§ **Problem description**:
Echo the entries below word for word, starting at the line that contains "Pin the balcony" and continuing through the end of the entries, with both ends included. Leave the pictures out of your answer.

(Point labeling dataset excerpts)

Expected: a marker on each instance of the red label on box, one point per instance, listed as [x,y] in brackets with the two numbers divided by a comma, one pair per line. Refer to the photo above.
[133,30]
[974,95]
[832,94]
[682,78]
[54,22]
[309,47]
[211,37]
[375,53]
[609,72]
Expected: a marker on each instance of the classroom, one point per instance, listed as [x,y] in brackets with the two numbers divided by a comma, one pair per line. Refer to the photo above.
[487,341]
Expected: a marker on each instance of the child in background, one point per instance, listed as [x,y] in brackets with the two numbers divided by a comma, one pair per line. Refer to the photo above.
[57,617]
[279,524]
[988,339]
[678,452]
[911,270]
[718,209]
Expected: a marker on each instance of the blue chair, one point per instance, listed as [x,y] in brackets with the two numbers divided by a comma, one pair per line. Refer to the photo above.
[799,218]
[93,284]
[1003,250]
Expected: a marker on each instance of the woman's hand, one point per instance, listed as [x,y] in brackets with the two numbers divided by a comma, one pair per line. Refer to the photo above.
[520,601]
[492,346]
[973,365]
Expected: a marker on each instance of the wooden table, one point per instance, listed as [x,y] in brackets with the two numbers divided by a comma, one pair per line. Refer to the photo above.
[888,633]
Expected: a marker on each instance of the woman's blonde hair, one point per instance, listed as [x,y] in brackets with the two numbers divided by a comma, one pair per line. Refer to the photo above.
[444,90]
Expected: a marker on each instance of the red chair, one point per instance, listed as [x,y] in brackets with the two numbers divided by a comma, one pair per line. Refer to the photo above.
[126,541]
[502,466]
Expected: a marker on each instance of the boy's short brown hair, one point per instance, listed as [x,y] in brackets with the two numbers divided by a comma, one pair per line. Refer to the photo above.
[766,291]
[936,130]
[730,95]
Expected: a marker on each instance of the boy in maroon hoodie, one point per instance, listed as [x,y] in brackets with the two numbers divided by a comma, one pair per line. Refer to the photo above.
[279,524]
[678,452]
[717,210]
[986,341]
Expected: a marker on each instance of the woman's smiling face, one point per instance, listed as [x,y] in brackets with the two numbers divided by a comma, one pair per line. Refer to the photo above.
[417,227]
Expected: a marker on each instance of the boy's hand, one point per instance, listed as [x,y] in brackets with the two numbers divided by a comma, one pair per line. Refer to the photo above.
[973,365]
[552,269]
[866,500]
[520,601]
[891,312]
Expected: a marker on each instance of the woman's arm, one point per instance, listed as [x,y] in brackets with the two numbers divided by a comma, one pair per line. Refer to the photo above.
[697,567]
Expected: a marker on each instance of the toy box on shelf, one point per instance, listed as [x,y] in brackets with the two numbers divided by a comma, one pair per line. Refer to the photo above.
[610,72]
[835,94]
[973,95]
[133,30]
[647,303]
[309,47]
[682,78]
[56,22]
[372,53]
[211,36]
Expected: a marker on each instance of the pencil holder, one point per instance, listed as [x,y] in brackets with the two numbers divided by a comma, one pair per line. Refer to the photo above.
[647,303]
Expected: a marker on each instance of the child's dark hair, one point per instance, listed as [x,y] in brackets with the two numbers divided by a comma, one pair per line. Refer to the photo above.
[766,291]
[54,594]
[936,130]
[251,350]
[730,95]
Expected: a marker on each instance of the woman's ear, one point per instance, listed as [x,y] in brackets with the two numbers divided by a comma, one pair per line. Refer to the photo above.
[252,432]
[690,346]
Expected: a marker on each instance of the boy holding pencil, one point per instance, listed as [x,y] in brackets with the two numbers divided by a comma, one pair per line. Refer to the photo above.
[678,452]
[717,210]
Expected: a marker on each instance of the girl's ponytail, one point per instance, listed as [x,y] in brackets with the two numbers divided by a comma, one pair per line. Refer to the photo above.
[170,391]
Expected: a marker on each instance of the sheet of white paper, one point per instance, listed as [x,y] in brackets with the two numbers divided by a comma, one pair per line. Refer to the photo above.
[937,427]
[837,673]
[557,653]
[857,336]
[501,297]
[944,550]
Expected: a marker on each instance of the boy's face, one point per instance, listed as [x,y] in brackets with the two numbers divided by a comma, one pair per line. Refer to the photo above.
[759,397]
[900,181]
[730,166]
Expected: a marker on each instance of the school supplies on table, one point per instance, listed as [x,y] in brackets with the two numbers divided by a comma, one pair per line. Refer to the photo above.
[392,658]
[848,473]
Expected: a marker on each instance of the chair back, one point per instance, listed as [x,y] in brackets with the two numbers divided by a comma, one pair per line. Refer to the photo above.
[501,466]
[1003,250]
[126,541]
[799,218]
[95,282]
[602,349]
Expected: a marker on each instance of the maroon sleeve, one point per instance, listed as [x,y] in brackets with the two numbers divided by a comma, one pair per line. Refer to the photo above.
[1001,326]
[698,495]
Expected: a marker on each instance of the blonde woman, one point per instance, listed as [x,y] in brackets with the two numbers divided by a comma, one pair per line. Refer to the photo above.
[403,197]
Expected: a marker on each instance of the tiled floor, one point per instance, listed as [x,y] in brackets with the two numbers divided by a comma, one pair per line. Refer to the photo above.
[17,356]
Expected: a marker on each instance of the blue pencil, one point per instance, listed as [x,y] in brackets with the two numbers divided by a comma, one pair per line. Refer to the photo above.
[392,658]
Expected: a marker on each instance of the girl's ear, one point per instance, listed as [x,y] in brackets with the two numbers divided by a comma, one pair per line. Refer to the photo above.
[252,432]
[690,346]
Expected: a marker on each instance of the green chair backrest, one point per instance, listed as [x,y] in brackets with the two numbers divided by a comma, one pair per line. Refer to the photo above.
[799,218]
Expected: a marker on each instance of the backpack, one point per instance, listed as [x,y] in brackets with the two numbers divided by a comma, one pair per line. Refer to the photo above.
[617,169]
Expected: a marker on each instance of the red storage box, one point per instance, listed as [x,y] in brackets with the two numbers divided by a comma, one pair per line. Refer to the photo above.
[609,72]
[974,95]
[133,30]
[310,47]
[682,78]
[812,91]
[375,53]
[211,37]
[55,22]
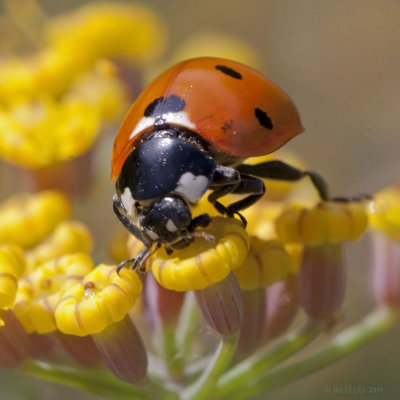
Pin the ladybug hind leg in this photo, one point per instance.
(278, 170)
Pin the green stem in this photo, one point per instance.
(173, 360)
(94, 381)
(203, 386)
(346, 342)
(266, 358)
(187, 324)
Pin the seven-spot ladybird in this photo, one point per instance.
(189, 132)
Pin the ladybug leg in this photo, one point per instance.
(225, 181)
(281, 171)
(119, 212)
(139, 262)
(202, 221)
(249, 185)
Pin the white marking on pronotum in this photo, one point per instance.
(179, 119)
(192, 186)
(128, 201)
(144, 123)
(171, 227)
(152, 235)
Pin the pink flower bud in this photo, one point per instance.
(385, 270)
(253, 326)
(160, 302)
(222, 305)
(322, 279)
(80, 348)
(123, 351)
(282, 305)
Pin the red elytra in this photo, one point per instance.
(232, 106)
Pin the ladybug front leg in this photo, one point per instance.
(248, 185)
(120, 213)
(281, 171)
(225, 181)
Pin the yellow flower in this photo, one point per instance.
(203, 263)
(12, 266)
(327, 222)
(102, 298)
(41, 132)
(384, 211)
(108, 30)
(41, 289)
(27, 219)
(68, 237)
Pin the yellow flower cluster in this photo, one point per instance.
(12, 266)
(100, 299)
(52, 284)
(384, 211)
(327, 222)
(194, 267)
(27, 219)
(53, 105)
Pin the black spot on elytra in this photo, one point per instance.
(164, 105)
(228, 71)
(263, 118)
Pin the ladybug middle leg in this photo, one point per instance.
(229, 180)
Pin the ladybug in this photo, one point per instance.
(190, 132)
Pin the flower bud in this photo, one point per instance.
(123, 351)
(322, 279)
(385, 266)
(385, 270)
(81, 349)
(282, 305)
(222, 305)
(253, 325)
(161, 303)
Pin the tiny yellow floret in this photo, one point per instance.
(12, 266)
(68, 237)
(27, 219)
(384, 211)
(41, 290)
(327, 222)
(102, 298)
(203, 263)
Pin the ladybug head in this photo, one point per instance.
(166, 220)
(159, 181)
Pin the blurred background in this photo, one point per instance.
(339, 61)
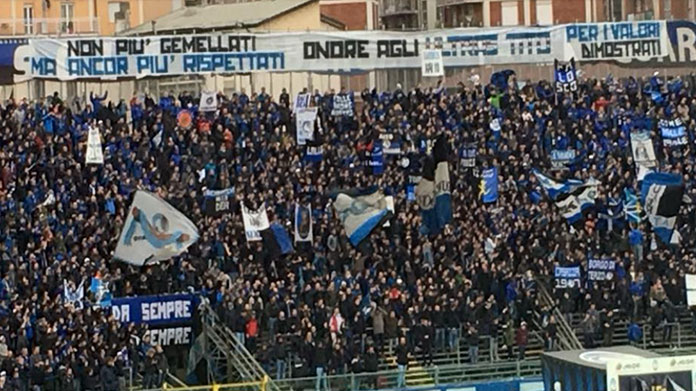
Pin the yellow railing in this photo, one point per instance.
(245, 386)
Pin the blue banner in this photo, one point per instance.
(560, 158)
(489, 185)
(673, 132)
(169, 317)
(154, 310)
(314, 154)
(468, 155)
(377, 158)
(601, 269)
(567, 277)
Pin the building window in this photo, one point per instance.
(509, 11)
(67, 14)
(28, 20)
(544, 13)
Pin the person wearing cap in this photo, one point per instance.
(521, 338)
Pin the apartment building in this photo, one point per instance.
(79, 17)
(423, 14)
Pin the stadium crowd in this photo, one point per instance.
(329, 306)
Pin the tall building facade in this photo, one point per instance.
(79, 17)
(430, 14)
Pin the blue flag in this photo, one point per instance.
(377, 158)
(314, 154)
(488, 189)
(282, 238)
(433, 191)
(573, 197)
(661, 195)
(500, 79)
(361, 211)
(631, 206)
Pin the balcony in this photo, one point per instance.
(49, 27)
(447, 3)
(399, 7)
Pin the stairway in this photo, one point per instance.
(227, 359)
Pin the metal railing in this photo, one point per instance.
(49, 26)
(246, 386)
(418, 376)
(224, 345)
(567, 338)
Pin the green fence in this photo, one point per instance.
(417, 376)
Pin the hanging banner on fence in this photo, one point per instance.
(254, 221)
(673, 132)
(432, 64)
(169, 317)
(468, 155)
(208, 101)
(342, 105)
(302, 101)
(690, 283)
(95, 155)
(184, 119)
(565, 76)
(601, 269)
(304, 122)
(303, 223)
(567, 277)
(621, 41)
(642, 148)
(560, 158)
(217, 202)
(110, 58)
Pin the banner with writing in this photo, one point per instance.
(169, 317)
(218, 202)
(110, 58)
(673, 132)
(621, 41)
(304, 122)
(468, 155)
(601, 269)
(432, 64)
(560, 158)
(567, 277)
(565, 76)
(342, 105)
(642, 148)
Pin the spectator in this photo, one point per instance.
(550, 333)
(521, 339)
(472, 340)
(607, 327)
(280, 357)
(402, 356)
(107, 374)
(320, 360)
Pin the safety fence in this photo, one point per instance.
(415, 377)
(244, 386)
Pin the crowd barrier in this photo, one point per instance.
(355, 60)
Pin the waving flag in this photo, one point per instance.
(303, 223)
(488, 189)
(254, 221)
(361, 211)
(500, 79)
(433, 190)
(632, 207)
(573, 197)
(662, 194)
(154, 231)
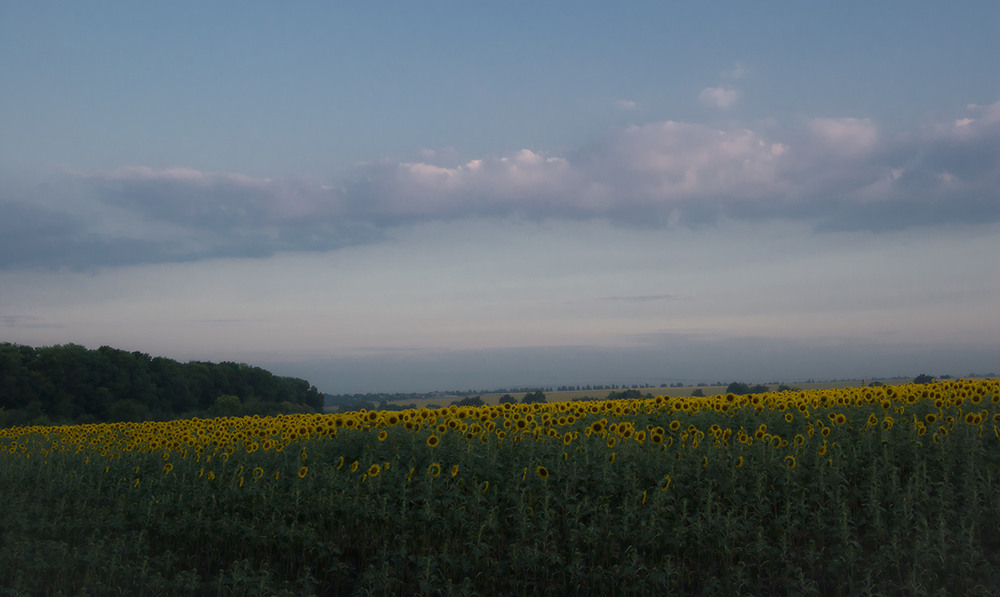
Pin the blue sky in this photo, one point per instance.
(416, 196)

§ **Exercise response**:
Pin the balcony in this photo, one point per instance.
(49, 27)
(447, 3)
(399, 7)
Pin the stairway in this photo, one point per instance.
(227, 359)
Pin the metal railing in this photo, one point per instance.
(49, 26)
(246, 386)
(418, 376)
(224, 345)
(567, 338)
Pin the green fence in this photo, one point per instance.
(417, 376)
Pin the hanging banner on fence in this photo, one point per instance.
(254, 221)
(673, 132)
(432, 64)
(169, 317)
(468, 155)
(208, 101)
(342, 105)
(302, 101)
(690, 283)
(95, 155)
(184, 119)
(565, 76)
(601, 269)
(304, 122)
(303, 223)
(567, 277)
(621, 41)
(642, 148)
(560, 158)
(217, 202)
(110, 58)
Pin the banner with writing in this photo, one point per instance.
(169, 317)
(218, 202)
(110, 58)
(673, 132)
(621, 41)
(304, 122)
(468, 155)
(601, 269)
(432, 64)
(560, 158)
(567, 277)
(565, 76)
(342, 105)
(642, 148)
Pin the spectator in this photo, one point per instance.
(550, 333)
(521, 339)
(472, 340)
(607, 327)
(280, 357)
(402, 356)
(107, 374)
(320, 360)
Pin the safety fence in this photo, one point per instance.
(415, 377)
(244, 386)
Pin the crowd barrier in this photo, one point per instance.
(355, 60)
Pin the waving flag in this photo, one point per instance.
(303, 223)
(488, 189)
(254, 221)
(361, 211)
(500, 79)
(433, 190)
(632, 207)
(573, 197)
(662, 194)
(154, 231)
Pin the blue sky in this photo, one point per instance.
(416, 196)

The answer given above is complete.